### TEXT SEGMENT
Camas County, Idaho is situated in a semiarid plain that is encircled by mountains with limited access to water. With an average precipitation of 15.7 inches that is mostly due to the contribution of snow fall, it has become imperative for the agricultural community to understand how to manage under these strenuous conditions. To that end the region of Camas County has been implementing water conservation as far back as 1957. In the month of August 1957, The Camas County Soil Conservation District was established with the understanding that the need for long term sustainable agriculture was critical given the limited resources the farmers are utilizing.
Collecting information regarding the climate is crucial in regulating water usage for the Camas County region. Temperature, precipitation, humidity and crop evapotranspiration (ET) data is utilized to best determine efficient use of water. ET is the sum of evaporation (water lost outside of the plant) and transpiration (water lost through the plant itself). The primary water sources are the Magic Reservoir, the Snake River and Camas Creek as well as ground water aquifers that supply the bulk of agricultural needs.
According to the University of Idaho “Camas County has a semiarid climate with a mean annual precipitation ranging from 15.7 inches on the central valley floor to more than 25 inches on the higher mountains. Precipitation is mainly in the form of snow.” ('Agriculture', n.d.). The ground water is being recharged by runoff from nearby mountain streams and precipitation. Being a semi-arid region, water evaporates quickly off the plains.
This becomes problematic for years that consist of temperatures that exceed higher than normal forcing less rainfall from being absorbed.
Being situated as part of the Snake River plain (one of the most productive irrigated agricultural regions in the western United States) Camas County relies heavily on irrigation for agricultural needs. Without vital irrigation water, farmers and ranchers would be unable to provide the crop and livestock resources essential for the economy of Idaho. In addition, the high desert of southern Idaho would revert back to the rangeland it was prior to irrigation development in the early 1900’s. To that end data collected on water supplies and temperature are put into effect to regulate the scheduling of irrigation water based on the crops water requirements, which is measured by monitoring the crops soil moisture.
“Camas Prairie is an eastward-trending intermontane basin along the north flank of the Snake River Plain in southern Idaho. The basin is about 40 miles long and averages about 8 miles wide. It was formed as a structural depression in which a considerable thickness of alluvial and lake deposits accumulated behind basalt flows, which at times blocked the outlet to the east. Intrusive and extrusive rocks of Cretaceous to Quaternary age enclose the basin on the north, west, and east. The enclosing rocks yield small amounts of water to springs and wells from the weathered mantle and fractures.” (WALTON, n.d.). Recharge to the basin is from direct precipitation and percolation of stream runoff from the bordering mountains. Ground water moves from the higher areas at the base of the encircling mountains toward the center of the basin and the eastern outlet. The Camas County Soil Conservation District monitors these levels on a frequent basis understanding the need that would arise if water levels became low it would affect not only agricultural usage but also effect the residential wells that the community relies on.

### EXTRACTED MATERIAL
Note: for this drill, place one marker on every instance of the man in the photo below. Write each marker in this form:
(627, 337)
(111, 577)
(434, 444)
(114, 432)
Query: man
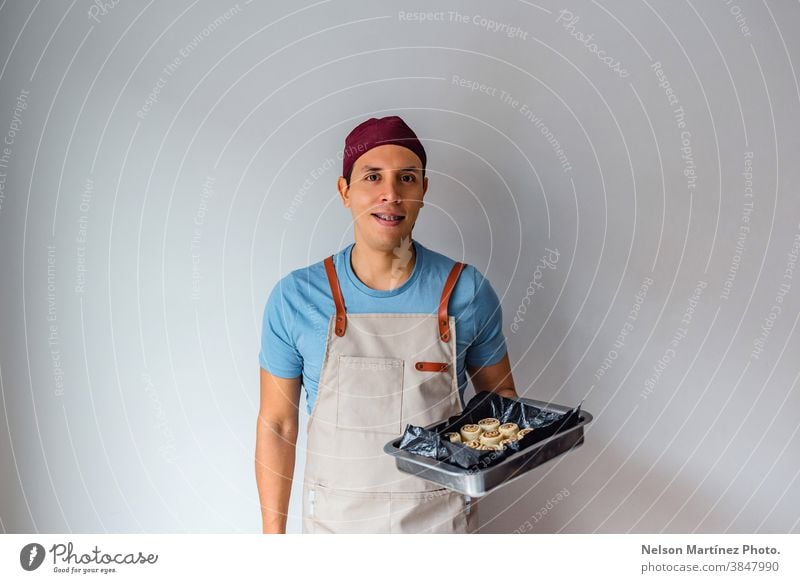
(381, 335)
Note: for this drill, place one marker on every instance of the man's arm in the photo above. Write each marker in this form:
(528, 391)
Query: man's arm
(276, 436)
(495, 377)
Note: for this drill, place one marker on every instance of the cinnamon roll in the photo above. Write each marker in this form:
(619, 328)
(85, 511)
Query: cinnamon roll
(508, 429)
(490, 447)
(470, 432)
(489, 424)
(490, 437)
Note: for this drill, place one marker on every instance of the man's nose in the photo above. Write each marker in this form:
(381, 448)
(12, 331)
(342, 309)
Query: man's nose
(390, 192)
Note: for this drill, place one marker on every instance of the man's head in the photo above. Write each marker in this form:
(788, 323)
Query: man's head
(383, 180)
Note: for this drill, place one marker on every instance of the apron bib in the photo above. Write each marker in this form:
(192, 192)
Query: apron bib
(380, 372)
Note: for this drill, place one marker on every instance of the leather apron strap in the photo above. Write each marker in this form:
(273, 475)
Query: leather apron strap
(338, 300)
(444, 325)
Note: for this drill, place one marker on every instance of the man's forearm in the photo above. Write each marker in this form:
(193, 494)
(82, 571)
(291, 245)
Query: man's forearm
(275, 456)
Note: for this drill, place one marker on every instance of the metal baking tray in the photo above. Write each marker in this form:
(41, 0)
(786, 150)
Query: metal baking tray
(479, 482)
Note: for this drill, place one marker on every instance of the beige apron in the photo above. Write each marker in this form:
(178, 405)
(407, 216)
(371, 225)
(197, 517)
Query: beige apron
(380, 372)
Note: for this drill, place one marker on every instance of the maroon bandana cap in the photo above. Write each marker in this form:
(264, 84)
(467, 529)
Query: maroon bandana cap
(379, 132)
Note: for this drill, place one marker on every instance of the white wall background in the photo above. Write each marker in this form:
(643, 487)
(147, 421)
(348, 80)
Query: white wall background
(141, 235)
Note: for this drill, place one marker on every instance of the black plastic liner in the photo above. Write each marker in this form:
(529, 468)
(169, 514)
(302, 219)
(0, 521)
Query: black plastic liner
(432, 443)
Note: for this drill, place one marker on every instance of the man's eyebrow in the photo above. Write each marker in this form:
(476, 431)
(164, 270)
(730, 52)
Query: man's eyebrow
(377, 168)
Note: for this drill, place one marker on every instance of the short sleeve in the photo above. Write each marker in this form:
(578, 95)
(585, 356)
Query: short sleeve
(279, 355)
(489, 344)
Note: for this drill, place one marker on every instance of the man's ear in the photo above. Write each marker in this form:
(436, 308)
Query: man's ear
(344, 194)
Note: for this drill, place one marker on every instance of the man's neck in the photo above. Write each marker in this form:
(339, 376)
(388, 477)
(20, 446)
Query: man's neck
(384, 270)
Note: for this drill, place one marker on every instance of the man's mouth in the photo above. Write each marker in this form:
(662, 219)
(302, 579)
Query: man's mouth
(388, 220)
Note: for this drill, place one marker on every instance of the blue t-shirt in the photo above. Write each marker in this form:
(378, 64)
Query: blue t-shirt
(296, 316)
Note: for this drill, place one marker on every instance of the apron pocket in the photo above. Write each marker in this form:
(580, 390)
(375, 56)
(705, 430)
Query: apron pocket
(370, 394)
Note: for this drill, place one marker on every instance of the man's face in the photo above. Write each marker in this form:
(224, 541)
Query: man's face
(385, 195)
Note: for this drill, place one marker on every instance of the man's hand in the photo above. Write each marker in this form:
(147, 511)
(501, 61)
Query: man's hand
(496, 378)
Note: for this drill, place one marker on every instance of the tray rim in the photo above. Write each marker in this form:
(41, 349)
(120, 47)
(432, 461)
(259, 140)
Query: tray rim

### ASSIGNMENT
Reproduce word for word the passage on Camas County water use from "According to the" to "off the plains.". The material plays no part in the work here.

### ANSWER TO THIS TASK
According to the University of Idaho “Camas County has a semiarid climate with a mean annual precipitation ranging from 15.7 inches on the central valley floor to more than 25 inches on the higher mountains. Precipitation is mainly in the form of snow.” ('Agriculture', n.d.). The ground water is being recharged by runoff from nearby mountain streams and precipitation. Being a semi-arid region, water evaporates quickly off the plains.